— Start of Extracted entries —
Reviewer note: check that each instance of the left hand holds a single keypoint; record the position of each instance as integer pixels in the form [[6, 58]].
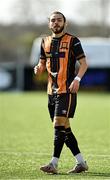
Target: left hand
[[74, 86]]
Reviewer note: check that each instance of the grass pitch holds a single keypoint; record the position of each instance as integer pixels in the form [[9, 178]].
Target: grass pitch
[[26, 136]]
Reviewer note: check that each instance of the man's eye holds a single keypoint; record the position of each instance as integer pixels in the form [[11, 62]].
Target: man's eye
[[52, 20]]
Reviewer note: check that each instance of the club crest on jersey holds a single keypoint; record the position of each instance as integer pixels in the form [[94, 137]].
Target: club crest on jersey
[[64, 45]]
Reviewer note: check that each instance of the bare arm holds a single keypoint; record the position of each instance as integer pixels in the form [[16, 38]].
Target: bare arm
[[74, 86], [40, 67]]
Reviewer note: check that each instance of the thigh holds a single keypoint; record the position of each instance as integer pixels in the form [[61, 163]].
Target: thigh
[[65, 105]]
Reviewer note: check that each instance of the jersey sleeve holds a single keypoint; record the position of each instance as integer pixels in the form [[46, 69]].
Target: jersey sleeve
[[42, 52], [77, 49]]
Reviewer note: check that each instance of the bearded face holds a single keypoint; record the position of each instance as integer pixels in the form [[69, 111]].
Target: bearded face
[[56, 23]]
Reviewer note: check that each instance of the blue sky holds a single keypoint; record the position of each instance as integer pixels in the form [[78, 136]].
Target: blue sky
[[70, 8]]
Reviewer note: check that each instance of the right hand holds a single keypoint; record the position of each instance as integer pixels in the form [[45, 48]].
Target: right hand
[[37, 69]]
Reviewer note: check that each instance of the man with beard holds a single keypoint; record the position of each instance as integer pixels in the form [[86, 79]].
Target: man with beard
[[59, 53]]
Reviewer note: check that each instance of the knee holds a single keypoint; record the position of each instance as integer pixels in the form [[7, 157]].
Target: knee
[[59, 121]]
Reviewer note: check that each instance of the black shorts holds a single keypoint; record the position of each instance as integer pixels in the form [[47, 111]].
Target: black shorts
[[62, 105]]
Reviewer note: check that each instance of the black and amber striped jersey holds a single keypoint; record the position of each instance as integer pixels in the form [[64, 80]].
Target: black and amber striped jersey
[[60, 55]]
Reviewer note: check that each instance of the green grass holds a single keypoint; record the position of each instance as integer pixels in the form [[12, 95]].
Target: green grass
[[26, 136]]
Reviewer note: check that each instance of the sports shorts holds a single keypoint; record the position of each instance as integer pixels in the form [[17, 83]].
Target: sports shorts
[[62, 105]]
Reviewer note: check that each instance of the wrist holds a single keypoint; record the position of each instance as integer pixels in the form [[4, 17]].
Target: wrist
[[77, 78]]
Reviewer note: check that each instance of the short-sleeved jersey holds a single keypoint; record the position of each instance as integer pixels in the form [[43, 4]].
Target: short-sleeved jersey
[[60, 55]]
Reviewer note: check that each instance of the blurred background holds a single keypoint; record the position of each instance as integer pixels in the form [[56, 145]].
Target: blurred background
[[23, 23]]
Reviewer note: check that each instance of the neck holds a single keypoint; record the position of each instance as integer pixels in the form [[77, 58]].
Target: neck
[[58, 35]]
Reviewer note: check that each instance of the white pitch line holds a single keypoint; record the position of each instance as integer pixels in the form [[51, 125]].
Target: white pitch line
[[43, 153]]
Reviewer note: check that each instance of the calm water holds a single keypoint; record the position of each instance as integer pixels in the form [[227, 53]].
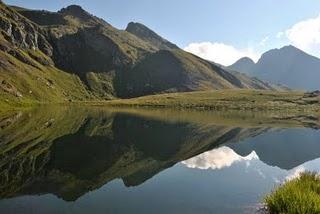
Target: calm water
[[65, 160]]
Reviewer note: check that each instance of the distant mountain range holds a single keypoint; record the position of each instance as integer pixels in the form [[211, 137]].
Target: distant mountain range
[[73, 55], [289, 66]]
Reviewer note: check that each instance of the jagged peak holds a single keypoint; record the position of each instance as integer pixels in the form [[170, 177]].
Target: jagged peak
[[75, 10]]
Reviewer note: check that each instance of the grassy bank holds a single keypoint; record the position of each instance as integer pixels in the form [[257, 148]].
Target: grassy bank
[[295, 103], [254, 100], [301, 195]]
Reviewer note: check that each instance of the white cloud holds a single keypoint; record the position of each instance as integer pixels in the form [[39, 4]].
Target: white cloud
[[263, 41], [295, 174], [306, 35], [280, 35], [217, 159], [220, 52]]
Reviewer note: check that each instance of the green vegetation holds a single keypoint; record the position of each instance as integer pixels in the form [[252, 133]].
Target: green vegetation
[[254, 100], [71, 55], [300, 196]]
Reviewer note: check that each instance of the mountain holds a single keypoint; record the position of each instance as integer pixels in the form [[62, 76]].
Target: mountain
[[244, 65], [73, 55], [150, 36], [289, 66]]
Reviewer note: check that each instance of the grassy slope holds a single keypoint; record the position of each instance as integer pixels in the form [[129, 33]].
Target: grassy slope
[[301, 195], [25, 84], [227, 99]]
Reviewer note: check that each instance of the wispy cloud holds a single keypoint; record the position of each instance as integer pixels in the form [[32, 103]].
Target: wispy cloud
[[220, 53], [217, 159], [305, 35]]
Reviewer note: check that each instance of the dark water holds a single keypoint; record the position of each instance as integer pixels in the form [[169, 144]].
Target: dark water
[[64, 160]]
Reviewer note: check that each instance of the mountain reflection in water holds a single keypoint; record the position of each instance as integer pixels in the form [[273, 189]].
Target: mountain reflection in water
[[69, 152]]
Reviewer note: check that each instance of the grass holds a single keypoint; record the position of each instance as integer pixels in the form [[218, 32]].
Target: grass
[[298, 196], [253, 100]]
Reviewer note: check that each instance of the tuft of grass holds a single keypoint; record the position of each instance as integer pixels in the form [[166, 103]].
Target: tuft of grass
[[300, 196]]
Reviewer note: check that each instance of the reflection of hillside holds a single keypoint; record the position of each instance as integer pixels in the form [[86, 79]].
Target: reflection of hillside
[[286, 149], [69, 152]]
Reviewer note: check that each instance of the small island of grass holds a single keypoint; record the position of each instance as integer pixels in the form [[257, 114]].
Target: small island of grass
[[300, 195]]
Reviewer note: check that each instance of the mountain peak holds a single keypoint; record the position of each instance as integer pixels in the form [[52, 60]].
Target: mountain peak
[[245, 60], [148, 35], [243, 65], [76, 11]]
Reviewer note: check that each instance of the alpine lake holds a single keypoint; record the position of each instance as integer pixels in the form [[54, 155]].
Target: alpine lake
[[129, 160]]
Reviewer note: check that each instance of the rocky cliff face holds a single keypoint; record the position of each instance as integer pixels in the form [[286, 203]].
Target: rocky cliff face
[[20, 32], [109, 62]]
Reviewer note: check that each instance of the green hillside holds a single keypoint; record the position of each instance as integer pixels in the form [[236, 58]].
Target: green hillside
[[71, 55]]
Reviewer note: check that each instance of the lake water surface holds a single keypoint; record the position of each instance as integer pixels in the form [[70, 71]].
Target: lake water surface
[[93, 160]]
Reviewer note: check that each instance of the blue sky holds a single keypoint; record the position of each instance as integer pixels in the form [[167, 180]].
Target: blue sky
[[248, 26]]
— End of Extracted entries —
*Stated goal*
Could you write out every row above again, replacing "Reviewer note" with "Annotator note" wherever it appears and changing nothing else? Leave the pictures out.

*Response*
Annotator note: check that each instance of the left hand holds a single keypoint; record the position of each instance as integer pixels in the form [[6, 58]].
Target: left hand
[[74, 86]]
Annotator note: check that each instance of the grass pitch holds a single keypoint; record the position of each instance as integer pixels in the form [[9, 178]].
Target: grass pitch
[[26, 136]]
Annotator note: check that each instance of the man's eye holds a single keypoint; record the position of each instance as integer pixels in the form [[11, 62]].
Target: man's eye
[[52, 20]]
Annotator note: check that each instance of the club crest on jersey holds a single keypoint; record the position of each instance as integer pixels in the form [[94, 137]].
Target: club crest on jersey
[[64, 45]]
Annotator note: check that each instance of the bare arm holds a single keypoint; record the position of each instance as integer pixels in the form [[16, 38]].
Target: bare arm
[[74, 86], [40, 67]]
Annotator note: check that each instance of the thigh holds a single keypoint; record the position of each instance as integer pixels in the form [[61, 163]].
Target: thigh
[[65, 105]]
Annotator note: check that each instance of the jersey sleeve holds a single keypoint; record the position of each instance as integer pixels in the form [[46, 69]].
Target: jersey sleeve
[[42, 52], [77, 49]]
Annotator note: check that each instance of the bearded face holds a single keypoint; record the position of each instance as integer pixels in the form [[69, 111]].
Target: bearded face
[[56, 23]]
Annotator note: check that each instance of the blue sky holds a single keypoint; record the position of each instance as integer pixels in the form [[78, 136]].
Target: blue sky
[[70, 8]]
Annotator note: check that each instance of the right hand holds a single keypoint; record the position of each instance as integer pixels in the form [[45, 48]].
Target: right hand
[[37, 69]]
Annotator note: check that each instance of the man with beard holds a single keypoint; record the position of each instance as integer pixels in the form [[86, 79]].
Target: man with beard
[[59, 53]]
Annotator note: check that each instance of the knee holds a single keypoint; record the position of each instance as integer pixels in the form [[7, 157]].
Target: knee
[[59, 121]]
Annotator note: check that each instance of the black shorts holds a single keypoint; record the position of each instance as integer pixels in the form [[47, 111]].
Target: black shorts
[[62, 105]]
Annotator note: check that each instance of the black and amber striped jersey holds a single keypoint; record the position of each instance as integer pixels in the form [[64, 80]].
Target: black and amber striped jersey
[[60, 55]]
Annotator note: check that each instance of the green grass holds a single keypoint; record the position of each instance as integer pixels in the form [[12, 95]].
Target: green grass
[[26, 136]]
Annotator note: check that each instance of the sports shorts holds a single keypoint; record the position of each instance as integer pixels in the form [[17, 83]].
Target: sports shorts
[[62, 105]]
Annotator note: check that each instance of the wrist holds a single keypoint; record the position of each instance as integer pixels in the form [[4, 17]].
Target: wrist
[[77, 78]]
Annotator note: check that each instance of the short-sleeved jersey holds a single keypoint; record the position of each instance as integer pixels in the form [[43, 4]].
Target: short-sleeved jersey
[[60, 55]]
Annotator note: check that each instance of the blurred background holds a single keypoint; record the position of each instance as integer pixels in the form [[56, 145]].
Target: blurred background
[[23, 23]]
Annotator note: check that each instance of the neck holds a single keypoint; record the position of each instance as integer pixels in the form [[77, 58]].
Target: neck
[[58, 35]]
Annotator note: check that each instance of the white pitch line holds a single keypoint; record the position of each instance as integer pixels in the form [[51, 125]].
Target: white pitch line
[[43, 153]]
Annotator note: check that each instance of the calm water holds a single keypoint; record the position of each instance as integer pixels in the form [[227, 53]].
Target: calm water
[[65, 160]]
Annotator note: check that each instance of the distant mountain range holds a single keypoint; record the position of each instance as integer pixels in the form [[211, 137]].
Target: distant mountain range
[[73, 55], [289, 66]]
Annotator note: check that each instance of the jagged peak holds a single keypoint; record the position of each instance as integer pixels in the form [[170, 177]].
Target: jagged peak
[[75, 10]]
Annotator note: check that each instance of the grassy bank holds a single keypoint; record the position of each instance as integer pixels in the form [[257, 148]].
Target: grassy bank
[[295, 103], [254, 100], [301, 195]]
Annotator note: check that each instance of the white cloud holds a single keypoint; record the position of each instance as integer pixels in the form [[39, 4]].
Target: white cloud
[[263, 41], [295, 174], [306, 35], [280, 35], [217, 159], [220, 52]]
Annotator note: check that each instance of the green vegetation holds a single keypoint; record the position of each instance as integer pixels in the form [[252, 133]].
Target: green vegetation
[[254, 100], [71, 55], [300, 196]]
Annotator note: check that each instance of the mountain holds a single keypoint; record the position of each instance as integer pixels in the form [[62, 76]].
Target: mountain
[[244, 65], [73, 55], [150, 36], [289, 66]]
Annotator note: check that each instance of the grassy slope holds a single keypoint; record the position of each instance as integer pixels in the form [[129, 33]].
Target: grassy slope
[[301, 195], [25, 84], [227, 99]]
Annotator note: check that each instance of the wispy cloud holds a single keypoint; record the position of each instance as integer pixels in the form [[32, 103]].
Target: wispy cloud
[[220, 53], [217, 159], [305, 35]]
Annotator note: check that each instance of the dark water holds a single keypoint; record the position of each instance as integer pixels in the form [[169, 144]].
Target: dark water
[[64, 160]]
Annotator note: check that each instance of the mountain reflection in water holds a single keypoint; record the position of each instance as integer pixels in the form [[273, 189]].
Target: mountain reflection in water
[[69, 152]]
Annotator note: check that each instance of the grass holds a single keypoint; record the position of each instance as integer pixels in the form [[218, 32]].
Target: grass
[[298, 196], [253, 100]]
Annotator note: check that each instance of the tuft of grass holds a single keypoint; record the position of each instance as integer pixels in the form [[166, 103]].
Target: tuft of grass
[[300, 196]]
Annotator note: check that each instance of the reflection of hillside holds a single keypoint; record the position of each instance as integer pixels in the form [[86, 79]].
Target: reflection of hillside
[[286, 149], [69, 152]]
Annotator note: check that each instance of the small island of grass holds a single keypoint; record the position of each instance as integer pixels in the form [[257, 114]].
Target: small island of grass
[[300, 195]]
Annotator note: check that each instance of the mountain peak holds a single keypoint; record the position of each instance as integer pixels in the form [[52, 60]].
Target: mountain peak
[[245, 60], [148, 35], [243, 65], [76, 11]]
Annotator note: check that each instance of the alpine lake holds a single keypoint; record the position of each instance as integer pixels in the form [[54, 155]].
Target: alpine lake
[[129, 160]]
Annotator note: check that each instance of the rocky cliff face holds a single keypoint; record the position of each instance as integer pixels in the form [[286, 203]].
Target: rocky cliff face
[[20, 32], [109, 62]]
Annotator note: check that each instance of the green hillside holds a single keypoint; record the position of each instance as integer pixels in the form [[236, 58]].
Target: green hillside
[[71, 55]]
Annotator note: check that each instance of the lake water surface holds a single keypoint; record the position of each instance as integer pixels in the form [[70, 71]].
Target: lake water surface
[[93, 160]]
Annotator note: check that each instance of the blue sky holds a single keypoint; record the position of each instance as integer pixels in the form [[167, 180]].
Target: blue sky
[[248, 26]]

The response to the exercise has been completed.